## Textauszug
----
LEGE ARTIS

Wie mir Wolgang Ullrich gerne erklärt und sozusagen auseinandersetzt, ist das, was ich mir von einem Beisammensein mit Künstlern erhoffe, nie dagewesen; chimärenhaft hege ich da einen Wunsch nach dem Austausch, den es, seiner Vermutung nach, vielleicht nur einmal, ein einziges Mal in der Geschichte gegeben haben könnte. Und zwar am Hofe von Rudolf dem Zweiten, der zwar ein schlechter Kriegsherr gewesen sein soll, es gab Leute, die hielten ihn für irre, aber es war zu seinen Lebzeiten halt gut für die Kunst.

Lange her, zu lange für mich, obwohl ich selbst schon ganz schön alt geworden bin. Vermutlich gehe ich deshalb (aus beiderlei Gründen) nicht mehr viel aus.
----
## Vorliegende Daten
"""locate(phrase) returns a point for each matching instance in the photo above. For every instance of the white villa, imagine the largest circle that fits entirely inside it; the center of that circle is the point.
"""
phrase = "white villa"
----
## Aufgabe
Geben Sie aus dem Textauszug die Stelle wörtlich wieder, die mit den Worten „Lange her, zu“ einsetzt und mit „nicht mehr viel aus.“ schließt.

## Gelöste Aufgabe
Lange her, zu lange für mich, obwohl ich selbst schon ganz schön alt geworden bin. Vermutlich gehe ich deshalb (aus beiderlei Gründen) nicht mehr viel aus.